▶ **What is asked**:
Pick out and copy each line in the listing below that contains the word "leash". Matching is case-sensitive.

□ □ □

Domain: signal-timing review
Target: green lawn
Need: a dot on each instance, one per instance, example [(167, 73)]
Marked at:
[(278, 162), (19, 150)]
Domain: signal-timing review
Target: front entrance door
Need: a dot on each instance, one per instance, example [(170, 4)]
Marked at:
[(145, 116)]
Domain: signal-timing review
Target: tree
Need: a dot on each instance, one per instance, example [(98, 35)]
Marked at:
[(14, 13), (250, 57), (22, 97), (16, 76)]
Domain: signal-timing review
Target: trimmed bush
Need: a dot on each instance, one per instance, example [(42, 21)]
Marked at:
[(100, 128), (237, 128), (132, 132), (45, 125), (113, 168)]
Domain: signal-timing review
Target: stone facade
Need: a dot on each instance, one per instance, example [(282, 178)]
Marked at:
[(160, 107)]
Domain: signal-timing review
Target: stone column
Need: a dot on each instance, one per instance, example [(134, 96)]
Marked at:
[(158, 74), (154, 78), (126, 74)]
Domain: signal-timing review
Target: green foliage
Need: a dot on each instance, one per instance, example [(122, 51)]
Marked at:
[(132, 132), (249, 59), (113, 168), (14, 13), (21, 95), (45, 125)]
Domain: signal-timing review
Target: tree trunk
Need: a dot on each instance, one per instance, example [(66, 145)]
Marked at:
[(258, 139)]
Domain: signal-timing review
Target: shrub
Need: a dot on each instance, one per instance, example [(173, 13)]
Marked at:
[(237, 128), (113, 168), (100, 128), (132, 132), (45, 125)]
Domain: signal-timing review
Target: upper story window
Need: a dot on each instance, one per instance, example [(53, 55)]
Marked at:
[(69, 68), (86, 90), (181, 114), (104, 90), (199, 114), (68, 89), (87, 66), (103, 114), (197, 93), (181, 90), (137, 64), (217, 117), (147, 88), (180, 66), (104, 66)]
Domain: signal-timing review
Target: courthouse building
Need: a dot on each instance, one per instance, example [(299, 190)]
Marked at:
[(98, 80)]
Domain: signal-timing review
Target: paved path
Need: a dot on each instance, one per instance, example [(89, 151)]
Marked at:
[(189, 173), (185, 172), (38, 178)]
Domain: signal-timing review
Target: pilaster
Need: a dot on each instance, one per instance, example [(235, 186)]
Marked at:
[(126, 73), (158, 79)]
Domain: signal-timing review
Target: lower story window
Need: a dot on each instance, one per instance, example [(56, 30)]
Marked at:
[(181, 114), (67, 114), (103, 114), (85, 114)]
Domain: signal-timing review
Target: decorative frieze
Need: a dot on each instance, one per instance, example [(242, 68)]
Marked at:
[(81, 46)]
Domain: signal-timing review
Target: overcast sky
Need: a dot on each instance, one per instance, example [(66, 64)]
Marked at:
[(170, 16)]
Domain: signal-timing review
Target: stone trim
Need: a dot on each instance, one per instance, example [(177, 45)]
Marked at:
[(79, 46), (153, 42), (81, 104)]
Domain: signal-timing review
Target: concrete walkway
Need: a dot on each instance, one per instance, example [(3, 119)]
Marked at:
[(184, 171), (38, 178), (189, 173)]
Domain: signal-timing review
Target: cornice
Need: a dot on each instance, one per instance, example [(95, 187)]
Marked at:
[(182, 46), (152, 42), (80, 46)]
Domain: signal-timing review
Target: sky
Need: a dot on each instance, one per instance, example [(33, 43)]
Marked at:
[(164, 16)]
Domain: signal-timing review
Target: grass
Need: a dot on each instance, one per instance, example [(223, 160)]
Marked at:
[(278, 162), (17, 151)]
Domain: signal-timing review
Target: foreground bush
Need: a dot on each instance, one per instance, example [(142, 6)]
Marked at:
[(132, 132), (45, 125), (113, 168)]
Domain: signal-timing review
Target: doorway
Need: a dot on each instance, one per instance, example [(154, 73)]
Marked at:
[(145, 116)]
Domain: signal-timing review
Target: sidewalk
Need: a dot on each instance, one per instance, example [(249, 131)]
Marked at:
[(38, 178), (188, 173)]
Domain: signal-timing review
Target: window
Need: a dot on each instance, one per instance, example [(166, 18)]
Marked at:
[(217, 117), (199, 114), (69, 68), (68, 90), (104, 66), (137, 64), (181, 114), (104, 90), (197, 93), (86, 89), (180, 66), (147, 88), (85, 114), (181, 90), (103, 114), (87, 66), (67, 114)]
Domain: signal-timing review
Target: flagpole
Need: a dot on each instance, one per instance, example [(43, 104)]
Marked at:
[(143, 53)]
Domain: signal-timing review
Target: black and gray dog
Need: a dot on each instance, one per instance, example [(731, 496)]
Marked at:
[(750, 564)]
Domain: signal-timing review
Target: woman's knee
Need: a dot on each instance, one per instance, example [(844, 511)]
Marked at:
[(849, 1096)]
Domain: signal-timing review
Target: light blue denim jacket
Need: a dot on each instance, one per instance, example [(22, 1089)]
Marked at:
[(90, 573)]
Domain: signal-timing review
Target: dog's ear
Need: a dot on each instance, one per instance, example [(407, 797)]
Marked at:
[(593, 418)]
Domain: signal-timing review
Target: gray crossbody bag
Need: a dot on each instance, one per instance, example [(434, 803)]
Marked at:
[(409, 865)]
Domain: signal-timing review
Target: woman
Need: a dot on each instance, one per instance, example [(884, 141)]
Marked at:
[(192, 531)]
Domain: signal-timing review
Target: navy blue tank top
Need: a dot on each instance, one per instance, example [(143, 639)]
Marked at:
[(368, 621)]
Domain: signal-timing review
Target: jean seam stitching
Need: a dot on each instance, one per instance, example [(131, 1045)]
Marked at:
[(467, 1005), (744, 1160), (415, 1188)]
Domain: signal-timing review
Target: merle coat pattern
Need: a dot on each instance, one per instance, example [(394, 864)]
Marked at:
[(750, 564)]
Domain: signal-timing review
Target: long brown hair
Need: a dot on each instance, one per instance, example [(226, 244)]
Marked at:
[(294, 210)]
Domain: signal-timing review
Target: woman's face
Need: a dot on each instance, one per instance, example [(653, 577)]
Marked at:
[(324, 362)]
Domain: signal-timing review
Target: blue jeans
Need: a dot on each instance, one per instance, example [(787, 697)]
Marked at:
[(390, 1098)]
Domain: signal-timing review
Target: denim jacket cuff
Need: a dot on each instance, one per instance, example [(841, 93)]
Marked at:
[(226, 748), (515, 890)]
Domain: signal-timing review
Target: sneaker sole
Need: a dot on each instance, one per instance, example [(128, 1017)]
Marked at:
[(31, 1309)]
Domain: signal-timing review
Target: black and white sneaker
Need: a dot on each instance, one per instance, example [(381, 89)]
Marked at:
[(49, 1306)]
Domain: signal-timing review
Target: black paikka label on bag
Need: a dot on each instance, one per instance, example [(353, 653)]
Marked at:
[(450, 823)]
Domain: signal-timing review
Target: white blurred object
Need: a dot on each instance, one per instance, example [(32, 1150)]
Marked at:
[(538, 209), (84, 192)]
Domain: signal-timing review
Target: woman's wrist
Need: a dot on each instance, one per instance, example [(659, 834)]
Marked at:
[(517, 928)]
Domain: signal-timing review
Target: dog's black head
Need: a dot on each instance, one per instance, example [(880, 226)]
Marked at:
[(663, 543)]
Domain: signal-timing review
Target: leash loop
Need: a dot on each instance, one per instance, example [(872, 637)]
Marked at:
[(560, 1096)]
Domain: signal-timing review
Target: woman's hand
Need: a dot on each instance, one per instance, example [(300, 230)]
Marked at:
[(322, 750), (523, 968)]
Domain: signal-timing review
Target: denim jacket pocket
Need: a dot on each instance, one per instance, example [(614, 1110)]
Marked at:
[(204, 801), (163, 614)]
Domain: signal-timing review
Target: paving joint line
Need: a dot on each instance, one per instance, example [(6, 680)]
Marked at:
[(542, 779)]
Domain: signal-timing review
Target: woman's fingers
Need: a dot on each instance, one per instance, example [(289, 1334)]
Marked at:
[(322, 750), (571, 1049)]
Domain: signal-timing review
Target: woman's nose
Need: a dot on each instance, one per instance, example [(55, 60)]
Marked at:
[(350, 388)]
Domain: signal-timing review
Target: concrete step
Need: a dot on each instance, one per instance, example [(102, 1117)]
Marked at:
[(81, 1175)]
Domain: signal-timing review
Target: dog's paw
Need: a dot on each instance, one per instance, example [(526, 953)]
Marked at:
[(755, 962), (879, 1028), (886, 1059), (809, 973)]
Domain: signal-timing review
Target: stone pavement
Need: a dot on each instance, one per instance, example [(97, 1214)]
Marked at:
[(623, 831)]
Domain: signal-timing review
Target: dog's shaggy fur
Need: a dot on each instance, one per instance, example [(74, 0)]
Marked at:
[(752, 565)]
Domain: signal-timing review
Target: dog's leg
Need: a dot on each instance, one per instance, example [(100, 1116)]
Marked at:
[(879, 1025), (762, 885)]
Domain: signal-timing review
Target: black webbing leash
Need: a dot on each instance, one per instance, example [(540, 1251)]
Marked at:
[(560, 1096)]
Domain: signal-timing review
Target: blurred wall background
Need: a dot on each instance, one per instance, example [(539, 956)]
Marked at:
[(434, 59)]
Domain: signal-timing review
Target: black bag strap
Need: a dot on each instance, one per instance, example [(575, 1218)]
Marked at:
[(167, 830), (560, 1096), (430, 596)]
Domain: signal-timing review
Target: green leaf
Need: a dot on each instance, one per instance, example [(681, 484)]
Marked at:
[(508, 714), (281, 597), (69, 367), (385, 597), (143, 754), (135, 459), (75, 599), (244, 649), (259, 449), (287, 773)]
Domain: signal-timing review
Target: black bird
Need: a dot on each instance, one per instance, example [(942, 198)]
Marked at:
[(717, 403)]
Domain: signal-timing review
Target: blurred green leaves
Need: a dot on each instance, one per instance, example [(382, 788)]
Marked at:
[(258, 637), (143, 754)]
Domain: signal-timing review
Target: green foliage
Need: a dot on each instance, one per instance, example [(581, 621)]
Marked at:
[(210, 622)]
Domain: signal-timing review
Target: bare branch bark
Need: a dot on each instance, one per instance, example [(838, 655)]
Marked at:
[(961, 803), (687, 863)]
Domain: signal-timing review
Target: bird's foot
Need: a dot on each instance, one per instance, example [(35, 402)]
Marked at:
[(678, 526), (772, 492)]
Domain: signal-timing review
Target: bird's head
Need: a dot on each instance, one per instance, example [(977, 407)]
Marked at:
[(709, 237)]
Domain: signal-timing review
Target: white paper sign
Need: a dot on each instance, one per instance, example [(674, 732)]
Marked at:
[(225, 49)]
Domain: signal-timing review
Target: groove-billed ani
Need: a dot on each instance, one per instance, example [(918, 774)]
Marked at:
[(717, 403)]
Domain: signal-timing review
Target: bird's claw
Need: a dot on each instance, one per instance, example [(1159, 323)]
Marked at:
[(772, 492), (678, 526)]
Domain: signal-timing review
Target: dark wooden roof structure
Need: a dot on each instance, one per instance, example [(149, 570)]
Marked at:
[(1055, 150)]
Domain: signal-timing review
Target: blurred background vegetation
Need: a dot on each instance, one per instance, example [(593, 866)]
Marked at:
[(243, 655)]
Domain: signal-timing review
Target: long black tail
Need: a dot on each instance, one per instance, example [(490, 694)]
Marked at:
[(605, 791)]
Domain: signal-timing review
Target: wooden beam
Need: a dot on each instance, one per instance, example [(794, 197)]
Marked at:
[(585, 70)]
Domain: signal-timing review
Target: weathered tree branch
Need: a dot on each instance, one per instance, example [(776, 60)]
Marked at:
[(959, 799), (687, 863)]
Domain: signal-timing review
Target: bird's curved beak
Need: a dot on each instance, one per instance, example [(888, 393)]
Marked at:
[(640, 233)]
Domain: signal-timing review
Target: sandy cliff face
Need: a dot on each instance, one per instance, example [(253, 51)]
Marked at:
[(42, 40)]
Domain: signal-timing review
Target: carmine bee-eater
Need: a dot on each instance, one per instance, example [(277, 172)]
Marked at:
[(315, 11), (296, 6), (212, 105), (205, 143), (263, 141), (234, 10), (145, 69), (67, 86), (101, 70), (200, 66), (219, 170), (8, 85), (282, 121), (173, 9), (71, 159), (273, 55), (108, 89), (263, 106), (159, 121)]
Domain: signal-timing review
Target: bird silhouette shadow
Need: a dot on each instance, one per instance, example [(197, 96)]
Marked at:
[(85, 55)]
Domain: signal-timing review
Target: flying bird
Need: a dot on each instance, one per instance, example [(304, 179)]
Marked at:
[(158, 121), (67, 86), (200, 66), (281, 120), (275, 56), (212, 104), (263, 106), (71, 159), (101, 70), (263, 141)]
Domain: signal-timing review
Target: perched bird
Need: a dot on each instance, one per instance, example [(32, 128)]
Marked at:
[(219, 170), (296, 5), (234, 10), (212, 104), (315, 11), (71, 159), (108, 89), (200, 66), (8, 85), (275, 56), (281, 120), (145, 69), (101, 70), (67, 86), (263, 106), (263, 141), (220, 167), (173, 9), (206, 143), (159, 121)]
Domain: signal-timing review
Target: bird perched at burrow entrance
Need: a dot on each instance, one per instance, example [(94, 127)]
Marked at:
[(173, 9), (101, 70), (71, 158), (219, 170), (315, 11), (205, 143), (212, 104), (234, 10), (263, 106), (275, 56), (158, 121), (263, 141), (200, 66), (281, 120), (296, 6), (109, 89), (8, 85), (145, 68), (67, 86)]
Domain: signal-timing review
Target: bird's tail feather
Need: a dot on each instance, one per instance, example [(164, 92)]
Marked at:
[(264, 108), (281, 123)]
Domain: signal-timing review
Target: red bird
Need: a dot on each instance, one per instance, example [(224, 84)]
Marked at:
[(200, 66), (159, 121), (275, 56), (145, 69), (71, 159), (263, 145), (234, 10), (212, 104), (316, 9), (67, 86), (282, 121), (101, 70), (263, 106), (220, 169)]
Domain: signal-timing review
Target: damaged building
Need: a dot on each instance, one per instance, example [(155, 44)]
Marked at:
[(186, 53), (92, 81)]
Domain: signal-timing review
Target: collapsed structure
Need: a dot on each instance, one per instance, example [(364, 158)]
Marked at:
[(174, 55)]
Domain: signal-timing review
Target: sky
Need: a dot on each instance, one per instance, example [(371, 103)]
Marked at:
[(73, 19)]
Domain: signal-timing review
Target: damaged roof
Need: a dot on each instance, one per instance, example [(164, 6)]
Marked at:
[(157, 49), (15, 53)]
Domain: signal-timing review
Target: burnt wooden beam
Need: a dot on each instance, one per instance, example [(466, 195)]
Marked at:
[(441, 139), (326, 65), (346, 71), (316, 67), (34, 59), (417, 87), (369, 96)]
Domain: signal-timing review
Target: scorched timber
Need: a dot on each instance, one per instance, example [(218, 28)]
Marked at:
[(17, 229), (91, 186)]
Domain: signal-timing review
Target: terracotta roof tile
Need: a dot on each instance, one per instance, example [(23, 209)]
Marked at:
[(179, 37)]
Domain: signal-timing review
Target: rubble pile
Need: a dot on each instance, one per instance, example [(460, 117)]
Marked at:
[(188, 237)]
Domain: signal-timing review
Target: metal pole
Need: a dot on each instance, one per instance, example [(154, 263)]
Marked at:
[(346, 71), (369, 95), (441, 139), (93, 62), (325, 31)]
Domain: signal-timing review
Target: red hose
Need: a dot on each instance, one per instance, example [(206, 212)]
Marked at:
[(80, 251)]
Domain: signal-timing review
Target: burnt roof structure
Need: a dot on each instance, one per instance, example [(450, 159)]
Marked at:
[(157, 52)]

□ □ □

▶ **Expected answer**:
Target: leash loop
Target: black webbing leash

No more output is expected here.